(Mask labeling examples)
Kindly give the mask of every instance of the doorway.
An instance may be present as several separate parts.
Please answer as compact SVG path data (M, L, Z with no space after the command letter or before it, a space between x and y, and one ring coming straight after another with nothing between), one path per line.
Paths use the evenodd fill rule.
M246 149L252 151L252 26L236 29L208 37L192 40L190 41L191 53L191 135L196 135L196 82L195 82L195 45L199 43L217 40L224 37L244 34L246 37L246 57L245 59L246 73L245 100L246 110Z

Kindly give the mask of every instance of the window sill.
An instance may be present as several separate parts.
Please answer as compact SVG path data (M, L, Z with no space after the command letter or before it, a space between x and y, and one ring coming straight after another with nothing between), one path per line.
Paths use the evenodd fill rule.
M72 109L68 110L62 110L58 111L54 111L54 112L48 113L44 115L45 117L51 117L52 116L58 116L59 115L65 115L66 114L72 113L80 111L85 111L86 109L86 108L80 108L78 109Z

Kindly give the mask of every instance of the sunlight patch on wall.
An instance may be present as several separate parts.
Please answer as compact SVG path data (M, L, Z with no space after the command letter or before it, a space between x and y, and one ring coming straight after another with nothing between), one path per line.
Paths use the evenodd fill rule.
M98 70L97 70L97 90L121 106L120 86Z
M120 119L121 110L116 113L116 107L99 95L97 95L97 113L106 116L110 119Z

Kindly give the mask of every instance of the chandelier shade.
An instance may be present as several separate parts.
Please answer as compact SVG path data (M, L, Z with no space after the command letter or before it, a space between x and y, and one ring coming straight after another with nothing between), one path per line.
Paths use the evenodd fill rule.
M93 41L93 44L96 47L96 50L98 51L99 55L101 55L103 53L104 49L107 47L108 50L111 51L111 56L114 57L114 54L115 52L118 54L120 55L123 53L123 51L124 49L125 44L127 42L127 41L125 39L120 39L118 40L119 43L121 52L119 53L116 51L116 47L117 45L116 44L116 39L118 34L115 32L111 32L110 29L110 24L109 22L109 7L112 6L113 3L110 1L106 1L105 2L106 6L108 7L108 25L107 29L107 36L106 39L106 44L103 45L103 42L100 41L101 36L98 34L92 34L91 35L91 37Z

● **GIVEN TASK**:
Can you retype every line of the records above without changing anything?

● **EXERCISE RESULT**:
Kindly give the mask of every instance of the doorway.
An instance may be present as several separate parts.
Please answer as compact SVG path data (M, L, Z with no space after the command letter or before it, a space between x and y, and one ring coming straight after another with nothing between), one path per line.
Paths use the evenodd fill rule.
M246 149L252 151L252 26L236 29L208 37L192 40L190 41L191 53L191 135L196 135L196 82L195 82L195 45L199 43L217 40L224 37L244 34L246 37L246 57L245 59L246 73L245 100L246 110Z

Kindly give the mask of every instance of the window sill.
An instance may be present as several separate parts.
Please answer as compact SVG path data (M, L, Z with no space after the command letter or before it, a space between x and y, and one ring coming straight after another with nothing between), one path per line.
Paths use the evenodd fill rule.
M72 109L68 110L62 110L58 111L54 111L54 112L48 113L44 115L45 117L51 117L52 116L58 116L59 115L65 115L66 114L72 113L80 111L85 111L86 109L86 108L80 108L78 109Z

Kindly give the mask of every instance of the sunlight patch on wall.
An instance may be present as several separate parts.
Please answer as compact SVG path data (M, L, Z with no space after the command letter or before it, a space between x and y, and one ring coming straight after another with nothing between), one path per line.
Paths use the evenodd fill rule.
M98 70L97 70L97 90L121 106L120 86Z
M120 119L121 110L116 113L116 107L99 95L97 95L97 113L106 116L110 119Z

Kindly give the mask of every instance of the chandelier shade.
An instance may be present as several separate parts.
Please answer as compact SVG path data (M, L, Z with no space after the command letter or before it, a space between x and y, and one ring coming straight after another with nothing between), one path per line.
Paths use the evenodd fill rule.
M93 41L93 44L96 47L96 50L98 51L99 55L101 55L103 53L104 49L107 47L108 50L111 51L111 56L114 57L114 54L115 52L118 54L120 55L123 53L123 51L124 49L125 44L127 42L127 41L125 39L120 39L118 40L119 43L121 52L119 53L116 51L116 47L117 45L116 44L116 39L118 34L115 32L111 32L110 29L110 24L109 22L109 7L112 6L113 3L110 1L106 1L105 2L106 6L108 7L108 25L107 29L107 36L106 39L106 44L103 45L103 42L100 41L101 36L98 34L92 34L91 35L91 37Z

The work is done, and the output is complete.